[Work to complete] Please write out all of the material below word for word, leaving the pictures out of your answer.

Items for identifying locations:
──────
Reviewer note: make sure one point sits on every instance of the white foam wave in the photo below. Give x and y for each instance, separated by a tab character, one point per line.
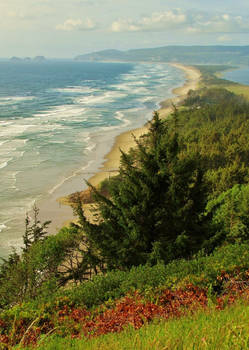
14	130
77	172
76	90
108	96
5	163
63	112
15	99
2	227
120	116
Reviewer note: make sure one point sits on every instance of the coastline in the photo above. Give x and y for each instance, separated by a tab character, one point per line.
59	206
125	140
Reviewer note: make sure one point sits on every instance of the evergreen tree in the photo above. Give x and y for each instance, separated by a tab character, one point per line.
153	212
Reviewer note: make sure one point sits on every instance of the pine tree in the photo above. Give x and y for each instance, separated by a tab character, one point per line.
153	212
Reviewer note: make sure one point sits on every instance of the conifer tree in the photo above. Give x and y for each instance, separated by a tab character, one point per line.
153	212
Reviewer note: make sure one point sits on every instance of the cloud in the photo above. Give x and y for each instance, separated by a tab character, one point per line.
77	24
224	38
184	20
222	23
158	21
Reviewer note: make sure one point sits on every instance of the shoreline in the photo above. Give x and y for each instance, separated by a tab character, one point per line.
59	207
125	140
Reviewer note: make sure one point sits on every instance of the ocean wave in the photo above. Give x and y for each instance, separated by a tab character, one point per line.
75	173
2	227
14	99
121	117
109	96
5	163
13	130
61	112
76	90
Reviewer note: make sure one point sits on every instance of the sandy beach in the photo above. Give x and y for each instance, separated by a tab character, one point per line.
125	141
58	206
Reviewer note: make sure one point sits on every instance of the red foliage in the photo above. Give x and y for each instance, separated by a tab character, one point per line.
131	310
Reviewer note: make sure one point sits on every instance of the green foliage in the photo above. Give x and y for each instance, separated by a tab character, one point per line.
229	212
45	263
211	329
153	209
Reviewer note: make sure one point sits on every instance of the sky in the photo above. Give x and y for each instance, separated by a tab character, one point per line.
67	28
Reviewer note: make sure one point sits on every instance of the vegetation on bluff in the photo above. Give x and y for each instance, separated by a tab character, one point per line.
178	209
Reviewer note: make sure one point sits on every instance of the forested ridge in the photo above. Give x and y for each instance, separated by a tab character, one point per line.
168	234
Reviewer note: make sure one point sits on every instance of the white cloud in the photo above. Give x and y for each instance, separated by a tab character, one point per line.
224	38
224	23
183	20
158	21
77	24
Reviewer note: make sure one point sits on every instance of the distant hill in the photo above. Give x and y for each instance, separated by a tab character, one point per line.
28	59
184	54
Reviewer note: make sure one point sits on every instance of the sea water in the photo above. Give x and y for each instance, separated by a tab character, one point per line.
238	75
57	121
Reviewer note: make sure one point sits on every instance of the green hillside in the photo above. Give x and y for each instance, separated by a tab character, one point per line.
164	261
184	54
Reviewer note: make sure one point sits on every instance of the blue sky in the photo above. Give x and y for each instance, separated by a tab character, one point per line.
65	28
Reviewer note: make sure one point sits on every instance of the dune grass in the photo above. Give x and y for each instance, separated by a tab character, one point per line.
210	329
──────
[Written response]
Reviewer note: make sure one point sits on every instance of the white foam wave in the photo below. Give x and y for each instance, separated by a tab character, one point per line.
14	130
77	172
76	90
108	96
5	163
63	112
15	99
2	227
120	116
Reviewer note: make sure one point sits on every instance of the coastline in the photo above. Give x and y for each instance, separated by a tab character, one point per line.
59	206
125	140
Reviewer note: make sure one point sits on every instance of the evergreen tree in the photo above. Give x and y for each instance, separated by a tab character, one point per line.
153	212
Reviewer note: make sure one point sits on every instance of the pine tree in the photo above. Give x and y for each instance, separated by a tab character, one point per line.
153	212
Reviewer note: make sure one point sits on every instance of the conifer tree in the photo above. Give x and y for each instance, separated by a tab character, one point per line.
153	212
Reviewer note: make sure one point sits on every instance of the cloud in the photo above. Give x and y for each instance, separated by a tab character, one point per line.
77	24
224	38
184	20
222	23
158	21
Reviewer note: make sure one point sits on every instance of the shoreline in the photo above. Give x and y for each instance, separated by a tab character, one point per line.
59	207
125	140
Reviewer note: make sure one point sits on every instance of the ocean wave in the photo above. Give x and y for each instance, separated by a tab character, one point per line.
75	173
2	227
14	99
121	117
109	96
5	163
13	130
61	112
76	90
Reviewer note: make sure one point sits on every instance of the sandy beach in the photo above. Give x and y for each instance, separated by a tab character, one point per line.
125	141
58	206
Reviewer note: make sure one point sits on every instance of the red foliage in the photo above. Give x and y for each instance, separated by a tab character, one point per line.
131	310
Reviewer note: make sure one point sits on every instance of the green foliage in the photo above. Give x and y for each instance, separated by a tab character, one point per line.
229	212
45	263
211	329
153	209
Reviewer note: make sure one point sits on every instance of the sky in the photo above. Give x and y for each instance, separated by a tab character, one point per line.
67	28
Reviewer note: make sure one point sits on every instance of the vegetation on bluff in the photo above. Give x and y for each instance, separated by a tab character, one point per line.
178	209
Reviewer note: make sure one point sits on every instance of the forested ridge in the photo above. Give x and y for each instance, separated by a tab character, one point per line.
168	234
Reviewer note: make sure one point sits on every instance of the white cloud in the photo above. Give x and y for each instance, separated by a tab character, one point per line.
224	38
224	23
183	20
158	21
77	24
Reviewer note: make sure one point sits on every instance of the distant hill in the photo above. Give x and y for each instance, separated by a tab character, one point per line.
28	59
184	54
Reviewer note: make sure one point sits on every instance of the sea water in the photo above. Give x and y for each instance, separated by a tab character, one point per line.
238	75
57	121
Reviewer note: make sure one point sits on every instance of the green hillside in the photo above. Give x and y for each instance, separated by a tab character, one point per line.
164	261
184	54
Reviewer note: make sure one point sits on every instance of the blue sky in the photo above. Give x and y for each instance, separated by a tab character, one point per line.
65	28
Reviewer note: make sure one point sits on every instance of the dune grass in the photo above. Give x and y for each instance, separated by a tab character, one point per line.
210	329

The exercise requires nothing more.